*Document text*
★ ★ ★ ★ ★ ★ ★

It cannot be entered upon here, but all the available evidence suggests that the scientific
Weltanschauung of Islam was anti-classical. If science in Islam did not lead to the same kind
of development that transpired in the West, it is simply because it was never detached from
values. Other more tangible factors, quite naturally, did contribute towards the decline of
natural sciences in Islam, but the main constraints were ethical. In hindsight one could not
regard this as merely unpropitious.
The
role of religious consciousness in the formation of environmental attitudes, which is the vantage
point of Islam, deserves as much consideration as any other. There is no justification for
assuming an identity of Qur’anic and Biblical stance on the subject, without enquiry and
comparison. Despite the common “monotheistic” vocabulary; God, creation, Man, history and
revelation, the Qur’anic statement on Man’s ultimate purpose, and hence his relationship with
nature, differs not only in tenor and syntax, but also in substance as well, from that of the
Bible. Nature and ethics are at the very core of Qur’anic Weltanschauung. To infuse
the natural world with transcendental ethics is the main purpose of Man, according to the Qur’an.

★ ★ ★ ★ ★ ★ ★

*Problems to work on*
1/ Answer these from the text on Islam and nature:
(a) What does it say science in Islam was never detached from?
(b) What kind of constraints does it call the main ones on the natural sciences in Islam?
(c) According to the Qur'an, what is the main purpose of Man?
2/ Print the text on Islam and nature from "It cannot be" up to and including "as merely unpropitious.".
The listing has no connection to the text on Islam and nature.

*Extracted entries*
★ ★ ★ ★ ★ ★ ★

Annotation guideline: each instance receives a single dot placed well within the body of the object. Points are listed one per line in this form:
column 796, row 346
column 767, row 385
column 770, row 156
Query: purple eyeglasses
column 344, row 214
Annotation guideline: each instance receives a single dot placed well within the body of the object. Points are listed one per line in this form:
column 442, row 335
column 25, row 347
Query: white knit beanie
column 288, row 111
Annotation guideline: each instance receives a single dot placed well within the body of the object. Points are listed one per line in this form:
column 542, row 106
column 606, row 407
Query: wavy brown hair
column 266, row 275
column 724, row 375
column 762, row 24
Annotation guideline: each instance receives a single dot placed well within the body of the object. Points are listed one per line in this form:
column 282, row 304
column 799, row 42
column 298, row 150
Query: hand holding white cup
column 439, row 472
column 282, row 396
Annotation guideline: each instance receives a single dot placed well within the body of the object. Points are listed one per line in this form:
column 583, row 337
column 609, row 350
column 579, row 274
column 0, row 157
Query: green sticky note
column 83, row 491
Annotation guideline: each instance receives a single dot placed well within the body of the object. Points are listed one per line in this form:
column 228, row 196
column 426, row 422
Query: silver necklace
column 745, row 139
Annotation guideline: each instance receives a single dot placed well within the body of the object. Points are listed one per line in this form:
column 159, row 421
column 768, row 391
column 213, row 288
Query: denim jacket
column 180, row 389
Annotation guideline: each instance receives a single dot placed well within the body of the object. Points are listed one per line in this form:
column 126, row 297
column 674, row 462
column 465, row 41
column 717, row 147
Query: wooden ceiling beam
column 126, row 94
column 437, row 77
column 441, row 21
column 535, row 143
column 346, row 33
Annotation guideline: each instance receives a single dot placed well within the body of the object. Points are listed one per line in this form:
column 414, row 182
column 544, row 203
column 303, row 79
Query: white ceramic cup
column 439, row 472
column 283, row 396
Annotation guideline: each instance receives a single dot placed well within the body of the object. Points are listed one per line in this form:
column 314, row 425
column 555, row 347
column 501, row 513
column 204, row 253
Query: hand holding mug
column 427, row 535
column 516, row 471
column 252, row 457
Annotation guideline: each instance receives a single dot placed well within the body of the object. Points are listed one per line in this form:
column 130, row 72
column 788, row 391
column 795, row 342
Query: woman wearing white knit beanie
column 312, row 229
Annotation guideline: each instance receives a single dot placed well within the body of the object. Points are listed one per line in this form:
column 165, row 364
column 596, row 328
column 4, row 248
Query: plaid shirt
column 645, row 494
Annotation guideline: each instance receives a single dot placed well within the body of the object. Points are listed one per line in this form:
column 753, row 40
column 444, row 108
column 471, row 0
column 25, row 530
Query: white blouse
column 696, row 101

★ ★ ★ ★ ★ ★ ★

*Results for the exercise*
1/
(a) Values.
(b) Ethical constraints.
(c) To infuse the natural world with transcendental ethics.

2/
It cannot be entered upon here, but all the available evidence suggests that the scientific
Weltanschauung of Islam was anti-classical. If science in Islam did not lead to the same kind
of development that transpired in the West, it is simply because it was never detached from
values. Other more tangible factors, quite naturally, did contribute towards the decline of
natural sciences in Islam, but the main constraints were ethical. In hindsight one could not
regard this as merely unpropitious.